• [Records shown]
%%

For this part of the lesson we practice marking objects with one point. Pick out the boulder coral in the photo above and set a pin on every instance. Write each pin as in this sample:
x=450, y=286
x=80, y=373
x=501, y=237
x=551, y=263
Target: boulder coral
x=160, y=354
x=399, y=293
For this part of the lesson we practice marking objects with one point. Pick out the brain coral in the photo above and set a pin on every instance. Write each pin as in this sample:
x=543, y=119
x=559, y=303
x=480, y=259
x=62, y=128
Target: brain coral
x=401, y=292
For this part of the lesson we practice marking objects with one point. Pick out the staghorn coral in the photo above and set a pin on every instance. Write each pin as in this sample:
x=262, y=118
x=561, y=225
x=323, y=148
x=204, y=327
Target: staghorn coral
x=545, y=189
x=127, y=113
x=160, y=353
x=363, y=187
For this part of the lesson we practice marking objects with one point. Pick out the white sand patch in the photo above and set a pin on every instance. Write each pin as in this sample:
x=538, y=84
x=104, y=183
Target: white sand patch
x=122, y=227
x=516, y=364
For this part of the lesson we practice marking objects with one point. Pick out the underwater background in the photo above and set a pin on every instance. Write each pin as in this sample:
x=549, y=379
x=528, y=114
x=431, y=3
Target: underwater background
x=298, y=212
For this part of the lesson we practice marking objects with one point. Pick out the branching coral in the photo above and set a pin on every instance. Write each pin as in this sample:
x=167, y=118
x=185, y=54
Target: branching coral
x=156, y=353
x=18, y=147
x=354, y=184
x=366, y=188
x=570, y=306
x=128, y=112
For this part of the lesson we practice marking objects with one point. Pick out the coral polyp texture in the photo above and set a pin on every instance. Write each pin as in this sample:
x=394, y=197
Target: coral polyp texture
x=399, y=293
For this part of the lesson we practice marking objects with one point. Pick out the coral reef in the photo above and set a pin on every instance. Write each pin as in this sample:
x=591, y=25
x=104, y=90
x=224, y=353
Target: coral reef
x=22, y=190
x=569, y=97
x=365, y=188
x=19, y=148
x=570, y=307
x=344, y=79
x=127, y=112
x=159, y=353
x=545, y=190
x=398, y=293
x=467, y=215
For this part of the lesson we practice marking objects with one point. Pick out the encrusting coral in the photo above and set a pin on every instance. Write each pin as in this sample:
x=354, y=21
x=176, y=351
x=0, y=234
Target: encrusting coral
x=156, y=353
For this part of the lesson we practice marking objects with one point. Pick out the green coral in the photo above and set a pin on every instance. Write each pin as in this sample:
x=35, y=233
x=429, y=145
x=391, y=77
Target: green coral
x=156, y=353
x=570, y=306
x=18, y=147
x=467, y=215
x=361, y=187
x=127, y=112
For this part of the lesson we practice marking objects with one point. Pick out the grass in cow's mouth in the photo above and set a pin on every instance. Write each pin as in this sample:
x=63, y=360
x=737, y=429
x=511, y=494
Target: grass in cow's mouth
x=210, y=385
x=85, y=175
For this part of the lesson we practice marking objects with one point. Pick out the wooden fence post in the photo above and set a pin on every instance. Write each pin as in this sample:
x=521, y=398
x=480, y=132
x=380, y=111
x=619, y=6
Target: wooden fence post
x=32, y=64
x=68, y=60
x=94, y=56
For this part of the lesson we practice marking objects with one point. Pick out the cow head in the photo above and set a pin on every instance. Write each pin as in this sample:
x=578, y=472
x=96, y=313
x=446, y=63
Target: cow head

%%

• [Task objective]
Would you set down every record again, exactly as it appears above?

• [Answer to the problem]
For this part of the lesson we practice marking objects with one point. Pick out the boulder coral in the photo above and set a pin on every instance. Write each pin as in this sample:
x=450, y=286
x=80, y=373
x=501, y=237
x=551, y=263
Target: boulder coral
x=160, y=354
x=399, y=293
For this part of the lesson we practice marking objects with one point. Pick out the brain coral in the photo above and set a pin on every instance. Write each pin as in this sample:
x=543, y=119
x=559, y=303
x=480, y=259
x=62, y=128
Target: brain coral
x=401, y=292
For this part of the lesson we practice marking objects with one point. Pick out the staghorn coral in the photo above and set a pin on every instance. Write each pin as in this sample:
x=262, y=118
x=561, y=225
x=323, y=148
x=204, y=327
Target: staghorn coral
x=545, y=189
x=127, y=113
x=160, y=353
x=363, y=187
For this part of the lesson we practice marking objects with one point. Pick out the white sand patch in the photo above and set a pin on every instance. Write each pin as in this sample:
x=538, y=84
x=104, y=183
Target: white sand patch
x=122, y=227
x=516, y=364
For this part of the lesson we practice marking objects with one point. Pick out the underwater background in the photo above and set a pin on every instance. Write each pin as in this sample:
x=549, y=379
x=528, y=114
x=431, y=3
Target: underwater background
x=298, y=212
For this part of the lesson we practice marking objects with one point. Pick out the branching coral in the photo above and set a pin on every instance. Write each pin as in this sample:
x=167, y=118
x=185, y=54
Target: branching coral
x=156, y=353
x=18, y=147
x=354, y=184
x=366, y=188
x=570, y=306
x=128, y=112
For this part of the lesson we practice marking objects with one point. Pick out the coral polyp texture in the photo above and set a pin on every instance. Write each pin as in this sample:
x=394, y=197
Target: coral polyp texture
x=399, y=293
For this part of the lesson we practice marking objects with one point. Pick out the coral reef in the photo above and set a pin on every instance. Write each pin as in this sample:
x=591, y=25
x=104, y=90
x=224, y=353
Target: coral reef
x=22, y=190
x=569, y=97
x=365, y=188
x=19, y=148
x=570, y=307
x=344, y=79
x=127, y=112
x=159, y=353
x=545, y=190
x=398, y=293
x=467, y=215
For this part of the lesson we practice marking objects with one point. Pick out the encrusting coral in the photo above and set a pin on every instance. Write each pin as in this sample:
x=354, y=21
x=176, y=351
x=0, y=234
Target: encrusting coral
x=156, y=353
For this part of the lesson we practice marking objects with one point. Pick out the green coral in the photo above and set a pin on every instance. Write each pin as in this sample:
x=35, y=233
x=429, y=145
x=391, y=77
Target: green coral
x=156, y=353
x=570, y=306
x=18, y=147
x=467, y=215
x=361, y=187
x=127, y=112
For this part of the lesson we practice marking objects with one point. Pick out the grass in cow's mouth in the photo above and set a pin on every instance. Write each pin as in this sample:
x=63, y=360
x=737, y=429
x=511, y=494
Target: grass in cow's mouth
x=210, y=385
x=85, y=175
For this part of the lesson we practice marking objects with one point. Pick out the wooden fence post in the photo above and set a pin on every instance. Write each pin as in this sample:
x=521, y=398
x=480, y=132
x=380, y=111
x=619, y=6
Target: wooden fence post
x=32, y=64
x=68, y=60
x=94, y=56
For this part of the lesson we practice marking objects with one point. Pick out the cow head in the photo above and set a pin on every instance. Write each pin as in this sample:
x=578, y=472
x=96, y=313
x=446, y=63
Target: cow head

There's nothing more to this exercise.